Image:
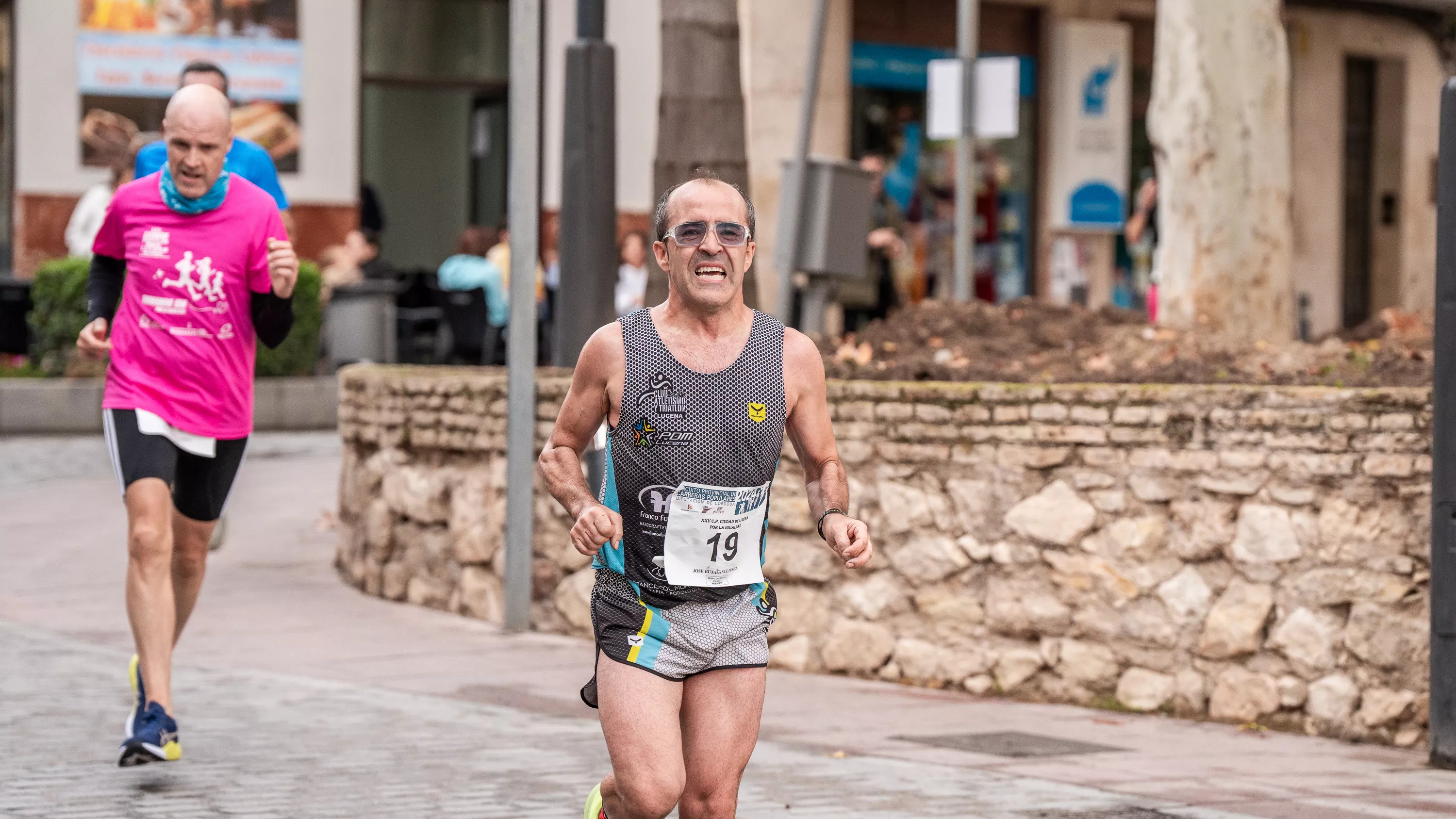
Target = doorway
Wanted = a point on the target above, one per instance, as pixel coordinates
(1359, 184)
(433, 121)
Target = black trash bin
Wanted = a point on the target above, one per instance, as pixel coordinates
(15, 306)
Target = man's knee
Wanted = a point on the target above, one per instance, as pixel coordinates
(149, 541)
(650, 798)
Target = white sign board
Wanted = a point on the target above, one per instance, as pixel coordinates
(998, 98)
(1091, 124)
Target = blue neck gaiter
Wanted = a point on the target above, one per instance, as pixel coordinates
(182, 206)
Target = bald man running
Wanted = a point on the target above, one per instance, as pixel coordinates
(699, 393)
(200, 262)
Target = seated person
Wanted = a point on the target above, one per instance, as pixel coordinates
(469, 270)
(351, 262)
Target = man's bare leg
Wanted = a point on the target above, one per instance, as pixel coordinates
(721, 713)
(150, 601)
(190, 549)
(165, 568)
(640, 718)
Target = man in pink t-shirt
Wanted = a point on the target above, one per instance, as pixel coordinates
(203, 270)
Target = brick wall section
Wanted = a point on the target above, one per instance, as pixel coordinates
(1228, 552)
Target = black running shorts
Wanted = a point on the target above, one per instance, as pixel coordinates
(200, 485)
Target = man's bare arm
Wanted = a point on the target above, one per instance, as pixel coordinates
(581, 413)
(813, 437)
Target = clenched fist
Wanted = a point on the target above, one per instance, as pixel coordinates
(94, 341)
(849, 539)
(283, 267)
(595, 527)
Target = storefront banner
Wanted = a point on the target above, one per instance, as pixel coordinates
(133, 65)
(130, 57)
(1091, 127)
(998, 98)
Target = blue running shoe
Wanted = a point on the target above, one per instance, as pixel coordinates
(155, 739)
(139, 688)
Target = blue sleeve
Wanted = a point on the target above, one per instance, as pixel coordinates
(150, 158)
(252, 164)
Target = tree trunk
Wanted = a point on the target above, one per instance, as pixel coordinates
(1219, 123)
(699, 118)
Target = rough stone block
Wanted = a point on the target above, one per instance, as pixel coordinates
(1009, 413)
(1333, 699)
(806, 559)
(934, 413)
(857, 646)
(972, 413)
(1031, 457)
(1017, 667)
(1242, 696)
(794, 654)
(1103, 457)
(913, 453)
(1232, 483)
(1049, 412)
(1235, 626)
(1094, 435)
(1308, 639)
(1395, 422)
(1391, 464)
(877, 597)
(1145, 690)
(803, 610)
(1388, 638)
(894, 412)
(1090, 415)
(929, 559)
(1055, 515)
(1132, 415)
(1264, 536)
(482, 594)
(1024, 608)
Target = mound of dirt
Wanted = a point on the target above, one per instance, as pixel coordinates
(1028, 341)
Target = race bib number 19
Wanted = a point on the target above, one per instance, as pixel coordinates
(714, 534)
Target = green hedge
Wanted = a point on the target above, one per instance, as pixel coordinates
(299, 353)
(59, 295)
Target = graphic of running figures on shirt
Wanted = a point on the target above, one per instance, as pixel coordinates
(207, 283)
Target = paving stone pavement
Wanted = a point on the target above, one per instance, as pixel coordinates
(382, 709)
(267, 745)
---*---
■ WHAT THE TASK REQUIRES
Repeat each entry exactly as given; no pictures belong in the copy.

■ FINISHED ANSWER
Image:
Target = doorway
Wanted = a point on the target above, one per instance, as pixel coordinates
(1359, 184)
(433, 121)
Target = black trash bin
Wanted = a point on the target above, one per instance, as pixel coordinates
(15, 306)
Target = man's knee
Wanted = a point on the target above, one per instance, as pixel coordinates
(149, 541)
(650, 798)
Target = white sign board
Wanted = a point on the target above, one per instance, as pixel coordinates
(998, 98)
(1091, 124)
Target = blue neck gaiter
Wanted = a point on the target above, one per instance, as pixel coordinates
(182, 206)
Target = bald man running
Wanted = a point on the target above, one per instance, as pixel coordinates
(699, 393)
(200, 262)
Target = seated person
Wanted = a point on the target above, one per instance, as pixel coordinates
(469, 270)
(351, 262)
Target = man's bare leg
Wanted = a point on the target above, one per instance, as pixel coordinates
(721, 713)
(150, 601)
(190, 549)
(165, 568)
(640, 718)
Target = man in pink t-shirt
Wanted = a point on the target above, one per instance, as pixel coordinates
(203, 270)
Target = brick wall section
Wanted = a point on the target above, one per instance, as pixel coordinates
(1228, 552)
Target = black running shorts
Wanted = a point on the target above, one per instance, as pixel coordinates
(200, 485)
Target = man's bare arm
Wanted = a point on the target above, one per instance, as pixel coordinates
(581, 413)
(813, 437)
Target = clenched fist
Wanted = a point on the target above, one per instance, as pixel coordinates
(94, 341)
(849, 539)
(283, 267)
(595, 527)
Target = storefront banner
Wanted = a point on the target above, one per instance, as pixel coordinates
(133, 65)
(130, 57)
(1091, 127)
(998, 98)
Target = blue running shoe
Wanted = a point on the target above, one per instance, as pixel coordinates
(155, 739)
(139, 688)
Target = blue sleeve
Wanted = a point on the target above, one per instance, as pixel coordinates
(150, 158)
(252, 164)
Target = tree trunk
Wanted = a point on the target above, one per instance, as pixel coordinates
(1219, 123)
(699, 118)
Target = rough stone block
Wanted = a point on the target above, one per instance, as pixel coordinates
(1009, 413)
(1333, 699)
(806, 559)
(934, 413)
(857, 646)
(972, 413)
(1031, 457)
(1017, 667)
(1242, 696)
(794, 654)
(1103, 457)
(913, 453)
(1232, 483)
(1049, 412)
(1235, 626)
(1094, 435)
(1308, 639)
(1395, 422)
(1391, 464)
(877, 597)
(1145, 690)
(803, 610)
(1388, 638)
(894, 412)
(1090, 415)
(929, 559)
(1055, 515)
(1132, 415)
(1264, 536)
(482, 594)
(1024, 608)
Target = mound of dirt
Wanted = a point on the target above, one per instance, as pixel coordinates
(1028, 341)
Target = race bib number 19
Wanted = a point on the target above, one per instance, as pixel coordinates
(714, 534)
Target = green hedge
Wanted = a point on the target above, one per instance, as pixel coordinates
(299, 353)
(59, 295)
Target = graphic of running figures on shirt
Wanted = a point on the target above, one per instance, as pixel coordinates
(207, 283)
Target = paving stone pavement
Wanted = a point on the target above, one per instance, as pixel coordinates
(382, 709)
(267, 745)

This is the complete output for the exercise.